▸ Records for the exercise:
╭──
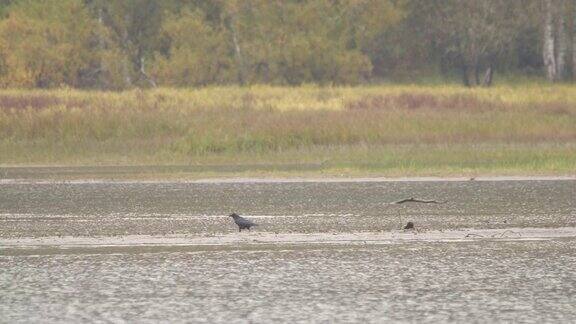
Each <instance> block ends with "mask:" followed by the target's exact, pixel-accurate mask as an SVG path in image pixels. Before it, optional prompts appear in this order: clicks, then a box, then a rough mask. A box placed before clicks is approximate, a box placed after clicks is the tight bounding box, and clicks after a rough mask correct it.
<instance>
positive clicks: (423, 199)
mask: <svg viewBox="0 0 576 324" xmlns="http://www.w3.org/2000/svg"><path fill="white" fill-rule="evenodd" d="M407 202H417V203H423V204H444V203H446V202H445V201H437V200H425V199H416V198H414V197H410V198H406V199H402V200H398V201H395V202H393V203H392V204H393V205H400V204H403V203H407Z"/></svg>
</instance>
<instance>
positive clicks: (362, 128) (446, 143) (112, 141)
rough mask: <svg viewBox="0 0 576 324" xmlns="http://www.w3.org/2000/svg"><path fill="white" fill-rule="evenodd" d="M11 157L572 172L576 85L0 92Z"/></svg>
mask: <svg viewBox="0 0 576 324" xmlns="http://www.w3.org/2000/svg"><path fill="white" fill-rule="evenodd" d="M0 107H2V108H1V109H0V152H2V153H1V154H0V163H1V164H4V165H97V164H106V165H119V164H120V165H121V164H131V165H134V164H136V165H141V164H149V165H150V164H162V165H166V164H199V165H206V164H209V165H219V164H278V165H280V164H287V163H288V164H289V163H301V164H306V163H312V164H317V165H321V168H322V170H324V171H326V172H344V173H357V172H359V173H370V172H383V173H387V174H405V173H410V174H435V173H457V174H461V173H475V172H482V173H569V172H573V171H574V170H575V168H576V127H575V125H576V89H574V88H573V87H570V86H560V85H555V86H544V87H543V86H539V85H524V86H522V87H507V86H497V87H493V88H489V89H484V88H477V89H473V90H470V89H466V88H463V87H456V86H454V87H446V86H428V87H424V86H374V87H332V88H330V87H314V86H305V87H299V88H285V87H267V86H266V87H264V86H259V87H252V88H245V87H217V88H203V89H197V90H174V89H156V90H146V91H141V90H132V91H127V92H86V91H77V90H49V91H47V90H33V91H20V90H14V91H2V92H0Z"/></svg>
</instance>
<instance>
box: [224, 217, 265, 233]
mask: <svg viewBox="0 0 576 324" xmlns="http://www.w3.org/2000/svg"><path fill="white" fill-rule="evenodd" d="M228 216H229V217H232V218H233V219H234V223H236V225H238V231H239V232H242V230H243V229H248V230H250V227H252V226H258V224H256V223H254V222H253V221H251V220H249V219H246V218H244V217H242V216H240V215H238V214H236V213H232V214H230V215H228Z"/></svg>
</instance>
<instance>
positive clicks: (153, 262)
mask: <svg viewBox="0 0 576 324" xmlns="http://www.w3.org/2000/svg"><path fill="white" fill-rule="evenodd" d="M575 243H576V241H575V240H573V239H568V240H552V241H534V242H487V241H486V242H473V243H433V244H431V243H410V244H398V245H386V246H377V247H351V246H308V247H300V248H288V249H284V248H282V247H275V248H271V249H262V250H253V251H240V250H238V251H199V252H178V251H173V252H170V253H137V252H134V251H133V252H132V253H114V254H106V253H105V254H82V253H80V254H73V255H62V254H53V255H43V256H4V257H0V262H1V263H2V267H1V268H0V289H1V291H2V294H1V295H0V313H1V314H2V316H1V318H2V319H1V320H0V321H2V322H5V323H15V322H16V323H17V322H70V323H74V322H76V323H77V322H82V321H98V322H99V321H104V322H121V321H130V322H139V323H145V322H158V321H161V322H172V323H174V322H187V321H193V322H230V321H231V322H238V323H248V322H251V323H264V322H268V323H269V322H275V321H282V322H287V323H294V322H374V323H377V322H382V321H383V320H394V321H408V322H410V321H418V322H439V321H440V322H446V321H456V322H469V321H480V322H496V321H498V322H503V321H518V322H564V323H567V322H574V321H575V320H576V306H575V303H574V296H575V295H576V276H575V275H574V264H576V252H575V249H574V244H575Z"/></svg>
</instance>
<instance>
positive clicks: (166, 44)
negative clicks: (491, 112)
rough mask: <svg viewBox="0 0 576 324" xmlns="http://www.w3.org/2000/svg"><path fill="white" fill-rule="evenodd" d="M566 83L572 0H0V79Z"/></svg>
╰──
▸ Exercise brief:
Print every record exactly without the images.

▸ Solution for this exercise:
Each <instance> block ends with "mask:" followed by the target's exact, pixel-accurate mask as an SVG path in image pixels. Before it, optional prompts appear in this order: clicks, then a box, then a rough mask. A box placed before clicks is approximate, a box placed after clicks is the tight bounding box, and clicks after a rough mask correct it.
<instance>
positive clicks: (423, 199)
mask: <svg viewBox="0 0 576 324" xmlns="http://www.w3.org/2000/svg"><path fill="white" fill-rule="evenodd" d="M407 202H417V203H423V204H444V203H446V202H445V201H437V200H425V199H416V198H414V197H410V198H406V199H402V200H398V201H395V202H393V203H392V204H393V205H400V204H403V203H407Z"/></svg>
</instance>
<instance>
positive clicks: (362, 128) (446, 143) (112, 141)
rough mask: <svg viewBox="0 0 576 324" xmlns="http://www.w3.org/2000/svg"><path fill="white" fill-rule="evenodd" d="M11 157L572 172L576 85L0 92Z"/></svg>
mask: <svg viewBox="0 0 576 324" xmlns="http://www.w3.org/2000/svg"><path fill="white" fill-rule="evenodd" d="M0 107H2V108H1V109H0V152H2V153H1V154H0V163H1V164H4V165H97V164H106V165H119V164H120V165H121V164H131V165H134V164H136V165H141V164H149V165H150V164H162V165H166V164H199V165H206V164H209V165H219V164H278V165H280V164H287V163H288V164H289V163H301V164H306V163H312V164H317V165H321V168H322V170H324V171H326V172H344V173H357V172H359V173H370V172H383V173H387V174H405V173H410V174H435V173H457V174H461V173H475V172H482V173H569V172H573V171H574V170H575V168H576V127H575V125H576V89H574V88H573V87H570V86H560V85H555V86H544V87H543V86H539V85H524V86H522V87H507V86H497V87H493V88H489V89H484V88H477V89H473V90H470V89H466V88H463V87H456V86H454V87H446V86H428V87H424V86H374V87H332V88H330V87H314V86H305V87H299V88H285V87H267V86H266V87H264V86H259V87H252V88H245V87H217V88H203V89H197V90H174V89H156V90H146V91H141V90H132V91H127V92H86V91H77V90H49V91H47V90H33V91H20V90H14V91H2V92H0Z"/></svg>
</instance>
<instance>
box: [224, 217, 265, 233]
mask: <svg viewBox="0 0 576 324" xmlns="http://www.w3.org/2000/svg"><path fill="white" fill-rule="evenodd" d="M228 216H229V217H232V218H233V219H234V223H236V225H238V231H239V232H242V230H243V229H248V230H250V227H252V226H258V224H256V223H254V222H253V221H251V220H249V219H246V218H244V217H242V216H240V215H238V214H236V213H232V214H230V215H228Z"/></svg>
</instance>
<instance>
positive clicks: (153, 262)
mask: <svg viewBox="0 0 576 324" xmlns="http://www.w3.org/2000/svg"><path fill="white" fill-rule="evenodd" d="M575 243H576V241H575V240H573V239H568V240H552V241H534V242H487V241H486V242H473V243H433V244H431V243H410V244H398V245H386V246H377V247H351V246H308V247H300V248H288V249H284V248H282V247H275V248H271V249H262V250H253V251H240V250H238V251H199V252H178V251H173V252H170V253H137V252H134V251H133V252H132V253H114V254H106V253H105V254H82V253H80V254H73V255H62V254H53V255H43V256H4V257H0V262H1V263H2V267H1V268H0V289H1V291H2V294H1V295H0V313H1V314H2V316H1V318H2V319H1V320H0V321H2V322H5V323H15V322H16V323H17V322H70V323H74V322H76V323H77V322H82V321H98V322H99V321H104V322H121V321H130V322H139V323H145V322H158V321H161V322H172V323H174V322H187V321H193V322H230V321H231V322H238V323H248V322H251V323H264V322H268V323H269V322H275V321H282V322H287V323H294V322H374V323H377V322H382V321H383V320H394V321H408V322H410V321H418V322H439V321H440V322H446V321H456V322H469V321H480V322H496V321H498V322H503V321H518V322H564V323H567V322H574V321H575V320H576V306H575V303H574V296H575V295H576V276H575V275H574V264H576V252H575V249H574V244H575Z"/></svg>
</instance>
<instance>
positive clicks: (166, 44)
negative clicks: (491, 112)
rough mask: <svg viewBox="0 0 576 324" xmlns="http://www.w3.org/2000/svg"><path fill="white" fill-rule="evenodd" d="M566 83L572 0H0V79Z"/></svg>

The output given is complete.